__MATERIAL TO PROCESS__:
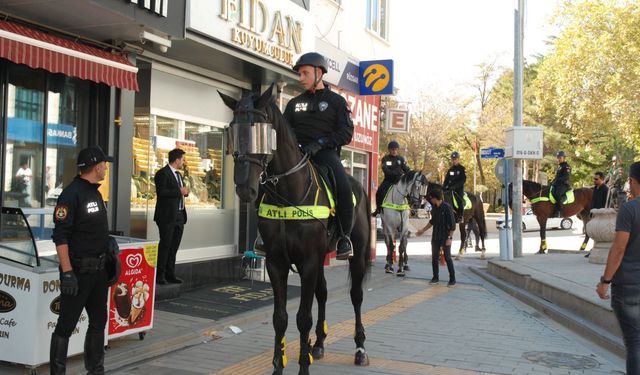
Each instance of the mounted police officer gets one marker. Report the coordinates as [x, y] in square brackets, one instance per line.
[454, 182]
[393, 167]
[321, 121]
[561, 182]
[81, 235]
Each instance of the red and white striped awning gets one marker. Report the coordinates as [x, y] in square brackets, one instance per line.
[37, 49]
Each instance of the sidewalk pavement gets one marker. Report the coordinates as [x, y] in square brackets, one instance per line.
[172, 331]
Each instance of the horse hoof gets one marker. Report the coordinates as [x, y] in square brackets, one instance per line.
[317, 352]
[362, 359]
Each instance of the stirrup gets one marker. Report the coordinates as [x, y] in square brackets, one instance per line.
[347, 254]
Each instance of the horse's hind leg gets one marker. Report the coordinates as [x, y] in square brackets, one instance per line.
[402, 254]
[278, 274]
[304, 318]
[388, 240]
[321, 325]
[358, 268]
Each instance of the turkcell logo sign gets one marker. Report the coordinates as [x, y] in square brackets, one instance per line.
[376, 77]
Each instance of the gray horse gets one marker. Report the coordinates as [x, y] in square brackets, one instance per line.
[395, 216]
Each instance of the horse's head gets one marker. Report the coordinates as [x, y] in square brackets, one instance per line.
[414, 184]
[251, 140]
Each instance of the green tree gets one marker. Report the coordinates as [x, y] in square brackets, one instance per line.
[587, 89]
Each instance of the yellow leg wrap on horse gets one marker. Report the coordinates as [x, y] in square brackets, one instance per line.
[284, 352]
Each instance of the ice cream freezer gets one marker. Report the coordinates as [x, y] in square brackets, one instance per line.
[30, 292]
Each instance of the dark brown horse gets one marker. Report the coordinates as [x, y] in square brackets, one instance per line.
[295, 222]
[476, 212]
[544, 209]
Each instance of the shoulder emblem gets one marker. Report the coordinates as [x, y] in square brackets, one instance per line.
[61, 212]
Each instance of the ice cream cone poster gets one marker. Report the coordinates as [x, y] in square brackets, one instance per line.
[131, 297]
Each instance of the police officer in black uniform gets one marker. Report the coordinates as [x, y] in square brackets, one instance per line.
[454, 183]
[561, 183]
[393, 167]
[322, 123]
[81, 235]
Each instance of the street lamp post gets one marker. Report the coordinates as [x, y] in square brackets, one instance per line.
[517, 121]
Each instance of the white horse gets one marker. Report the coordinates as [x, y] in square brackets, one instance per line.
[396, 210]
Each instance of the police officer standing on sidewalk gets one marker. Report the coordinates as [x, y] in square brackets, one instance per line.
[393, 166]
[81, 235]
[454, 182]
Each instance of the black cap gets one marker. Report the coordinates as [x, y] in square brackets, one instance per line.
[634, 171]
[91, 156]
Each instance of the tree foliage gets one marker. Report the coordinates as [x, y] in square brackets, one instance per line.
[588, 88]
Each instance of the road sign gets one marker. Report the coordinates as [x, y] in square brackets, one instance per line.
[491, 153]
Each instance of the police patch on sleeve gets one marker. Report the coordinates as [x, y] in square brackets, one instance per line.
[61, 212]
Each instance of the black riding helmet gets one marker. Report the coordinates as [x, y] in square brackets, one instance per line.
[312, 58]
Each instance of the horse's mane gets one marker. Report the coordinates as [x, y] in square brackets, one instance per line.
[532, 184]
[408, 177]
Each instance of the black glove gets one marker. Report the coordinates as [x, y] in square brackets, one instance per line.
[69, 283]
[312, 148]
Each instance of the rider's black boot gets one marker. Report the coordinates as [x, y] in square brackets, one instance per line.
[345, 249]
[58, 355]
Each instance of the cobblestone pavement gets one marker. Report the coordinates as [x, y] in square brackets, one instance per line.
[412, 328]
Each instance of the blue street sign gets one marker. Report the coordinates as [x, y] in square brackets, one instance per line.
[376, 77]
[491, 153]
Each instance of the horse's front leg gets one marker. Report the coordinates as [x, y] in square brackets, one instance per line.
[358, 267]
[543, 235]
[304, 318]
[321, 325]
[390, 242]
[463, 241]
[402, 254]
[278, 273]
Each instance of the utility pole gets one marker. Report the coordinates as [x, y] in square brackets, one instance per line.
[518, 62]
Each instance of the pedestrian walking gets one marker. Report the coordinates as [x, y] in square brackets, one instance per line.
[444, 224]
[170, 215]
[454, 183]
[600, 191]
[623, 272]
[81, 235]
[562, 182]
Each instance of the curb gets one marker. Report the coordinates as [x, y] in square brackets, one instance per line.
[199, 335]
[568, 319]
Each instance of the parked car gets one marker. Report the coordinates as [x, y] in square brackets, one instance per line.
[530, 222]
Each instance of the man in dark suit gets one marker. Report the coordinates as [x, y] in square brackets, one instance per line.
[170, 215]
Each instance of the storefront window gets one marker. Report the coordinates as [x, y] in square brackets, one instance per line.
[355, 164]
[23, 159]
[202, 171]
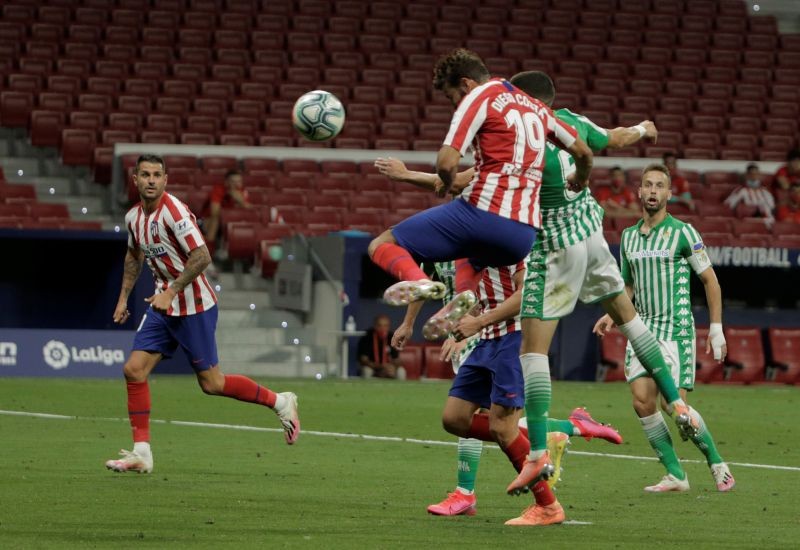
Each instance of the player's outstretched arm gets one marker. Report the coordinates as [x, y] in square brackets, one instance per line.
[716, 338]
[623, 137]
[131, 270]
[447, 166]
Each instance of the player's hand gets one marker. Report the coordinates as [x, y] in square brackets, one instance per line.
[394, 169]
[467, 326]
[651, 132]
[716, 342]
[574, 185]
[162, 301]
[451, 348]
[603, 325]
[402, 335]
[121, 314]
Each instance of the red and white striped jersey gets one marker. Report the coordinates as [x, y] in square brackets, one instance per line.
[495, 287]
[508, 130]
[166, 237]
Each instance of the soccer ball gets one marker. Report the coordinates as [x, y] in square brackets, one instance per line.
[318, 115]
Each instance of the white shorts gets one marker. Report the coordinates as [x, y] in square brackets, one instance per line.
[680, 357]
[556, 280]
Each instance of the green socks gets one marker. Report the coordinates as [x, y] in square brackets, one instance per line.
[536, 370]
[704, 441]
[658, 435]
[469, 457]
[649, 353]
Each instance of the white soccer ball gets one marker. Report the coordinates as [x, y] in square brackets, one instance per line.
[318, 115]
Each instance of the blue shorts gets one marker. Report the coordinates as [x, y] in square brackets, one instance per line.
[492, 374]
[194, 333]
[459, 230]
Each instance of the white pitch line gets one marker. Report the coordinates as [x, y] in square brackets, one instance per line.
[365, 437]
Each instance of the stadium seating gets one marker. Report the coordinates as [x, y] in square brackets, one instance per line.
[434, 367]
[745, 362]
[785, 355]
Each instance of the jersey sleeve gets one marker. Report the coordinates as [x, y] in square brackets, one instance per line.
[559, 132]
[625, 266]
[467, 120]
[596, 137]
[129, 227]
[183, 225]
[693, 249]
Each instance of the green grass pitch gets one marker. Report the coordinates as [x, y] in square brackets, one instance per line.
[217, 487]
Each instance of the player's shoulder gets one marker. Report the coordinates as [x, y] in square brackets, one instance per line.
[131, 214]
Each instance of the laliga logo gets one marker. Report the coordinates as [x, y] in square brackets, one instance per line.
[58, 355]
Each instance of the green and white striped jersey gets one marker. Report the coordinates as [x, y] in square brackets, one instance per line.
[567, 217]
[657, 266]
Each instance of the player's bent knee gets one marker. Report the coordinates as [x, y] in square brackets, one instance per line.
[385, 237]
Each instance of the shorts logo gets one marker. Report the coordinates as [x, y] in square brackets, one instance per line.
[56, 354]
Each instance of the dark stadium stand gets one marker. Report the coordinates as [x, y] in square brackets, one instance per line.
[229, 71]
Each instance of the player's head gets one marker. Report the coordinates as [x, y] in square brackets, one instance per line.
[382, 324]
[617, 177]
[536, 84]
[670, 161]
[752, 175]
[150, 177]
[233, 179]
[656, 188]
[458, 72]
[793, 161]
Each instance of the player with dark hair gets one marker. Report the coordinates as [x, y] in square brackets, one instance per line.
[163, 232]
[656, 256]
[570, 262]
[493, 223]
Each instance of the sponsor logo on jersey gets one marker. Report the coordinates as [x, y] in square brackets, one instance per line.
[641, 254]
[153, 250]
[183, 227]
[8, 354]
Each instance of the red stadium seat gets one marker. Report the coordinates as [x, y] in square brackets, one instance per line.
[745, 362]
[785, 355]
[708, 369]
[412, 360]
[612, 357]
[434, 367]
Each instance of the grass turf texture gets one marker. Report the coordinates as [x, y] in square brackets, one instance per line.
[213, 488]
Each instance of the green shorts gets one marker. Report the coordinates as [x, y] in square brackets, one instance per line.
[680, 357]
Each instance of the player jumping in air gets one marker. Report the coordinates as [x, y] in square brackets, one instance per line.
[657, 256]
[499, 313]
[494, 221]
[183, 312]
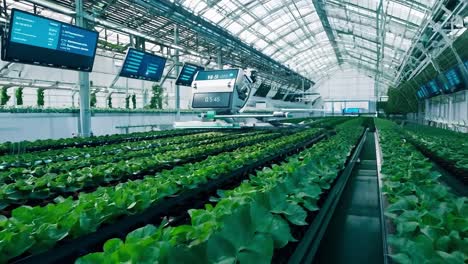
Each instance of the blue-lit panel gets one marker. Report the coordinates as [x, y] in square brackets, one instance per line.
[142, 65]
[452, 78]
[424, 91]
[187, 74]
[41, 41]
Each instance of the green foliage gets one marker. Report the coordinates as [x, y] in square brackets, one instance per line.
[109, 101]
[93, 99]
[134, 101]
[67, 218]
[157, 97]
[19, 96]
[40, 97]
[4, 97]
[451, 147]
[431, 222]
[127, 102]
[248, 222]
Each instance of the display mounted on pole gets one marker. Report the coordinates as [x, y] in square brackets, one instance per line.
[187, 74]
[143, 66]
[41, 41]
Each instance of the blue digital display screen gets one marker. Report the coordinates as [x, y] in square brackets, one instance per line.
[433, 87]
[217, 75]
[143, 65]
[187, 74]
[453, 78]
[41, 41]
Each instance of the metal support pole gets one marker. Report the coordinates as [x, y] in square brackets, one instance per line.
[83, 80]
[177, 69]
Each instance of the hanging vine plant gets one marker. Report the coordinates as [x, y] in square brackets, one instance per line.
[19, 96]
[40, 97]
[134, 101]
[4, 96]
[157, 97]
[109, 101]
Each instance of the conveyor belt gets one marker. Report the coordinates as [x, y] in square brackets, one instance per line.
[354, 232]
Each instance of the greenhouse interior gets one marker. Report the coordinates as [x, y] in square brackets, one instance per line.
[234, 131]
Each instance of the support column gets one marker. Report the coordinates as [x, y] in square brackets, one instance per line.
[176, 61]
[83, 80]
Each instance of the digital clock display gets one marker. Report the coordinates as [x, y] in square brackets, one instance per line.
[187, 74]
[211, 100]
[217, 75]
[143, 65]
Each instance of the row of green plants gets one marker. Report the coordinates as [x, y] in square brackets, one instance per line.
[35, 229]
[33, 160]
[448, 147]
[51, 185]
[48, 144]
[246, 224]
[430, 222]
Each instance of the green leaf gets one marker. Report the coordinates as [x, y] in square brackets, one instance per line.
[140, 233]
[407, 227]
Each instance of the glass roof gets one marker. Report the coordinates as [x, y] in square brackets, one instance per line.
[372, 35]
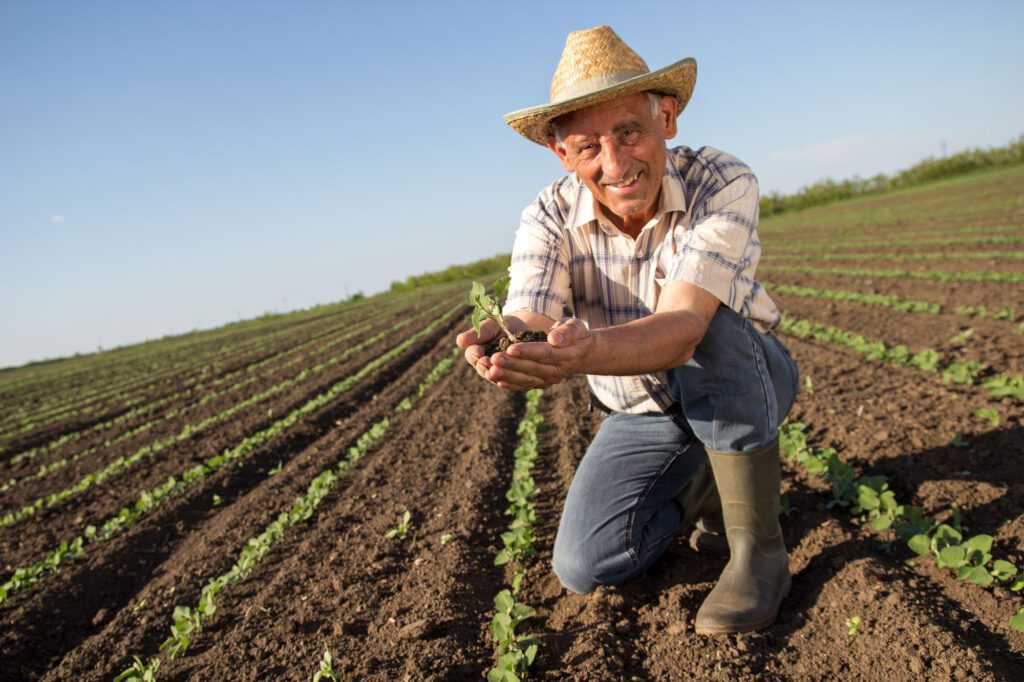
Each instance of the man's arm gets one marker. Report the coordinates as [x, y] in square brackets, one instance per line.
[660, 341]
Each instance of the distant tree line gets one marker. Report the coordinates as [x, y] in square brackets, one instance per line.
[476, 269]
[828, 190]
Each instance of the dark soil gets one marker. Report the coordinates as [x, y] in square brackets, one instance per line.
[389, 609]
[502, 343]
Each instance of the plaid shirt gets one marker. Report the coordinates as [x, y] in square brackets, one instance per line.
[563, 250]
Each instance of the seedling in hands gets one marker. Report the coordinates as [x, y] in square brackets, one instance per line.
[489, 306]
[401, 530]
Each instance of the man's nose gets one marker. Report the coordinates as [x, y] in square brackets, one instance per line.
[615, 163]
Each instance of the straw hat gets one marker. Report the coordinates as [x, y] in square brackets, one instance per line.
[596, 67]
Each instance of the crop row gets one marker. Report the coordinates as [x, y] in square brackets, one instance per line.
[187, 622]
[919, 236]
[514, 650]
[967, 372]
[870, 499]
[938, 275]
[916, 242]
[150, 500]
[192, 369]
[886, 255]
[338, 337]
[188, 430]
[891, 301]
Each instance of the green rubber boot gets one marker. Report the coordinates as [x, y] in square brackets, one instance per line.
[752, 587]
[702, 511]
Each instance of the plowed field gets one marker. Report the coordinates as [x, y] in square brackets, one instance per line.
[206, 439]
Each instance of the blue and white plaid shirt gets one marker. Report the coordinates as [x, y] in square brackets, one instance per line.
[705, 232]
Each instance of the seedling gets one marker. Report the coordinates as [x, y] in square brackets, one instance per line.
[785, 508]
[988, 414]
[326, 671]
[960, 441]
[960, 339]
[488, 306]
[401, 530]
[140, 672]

__TASK REQUIREMENTS__:
Render the lines from the one containing "Each instance of the plowed" through the end of the entries, both included, as a Markdown table with the columns "Row" and "Text", numbering each line and omitting blank lines.

__THE OUTPUT__:
| Row | Text |
|---|---|
| 1 | Each instance of the plowed field gets one marker. Report the coordinates as [x, y] in square brackets, one instance per line. |
| 2 | [206, 439] |
| 3 | Each instance of the blue and white plaid shirt gets one marker. Report the coordinates as [x, y] in square brackets, one instance per line. |
| 4 | [705, 232] |
| 5 | Each instance of the seedling gets one marker. Report the coordinates as [x, y] in square brackets, one instance per line. |
| 6 | [785, 508] |
| 7 | [988, 414] |
| 8 | [326, 671] |
| 9 | [960, 441] |
| 10 | [960, 339] |
| 11 | [488, 306] |
| 12 | [401, 530] |
| 13 | [140, 672] |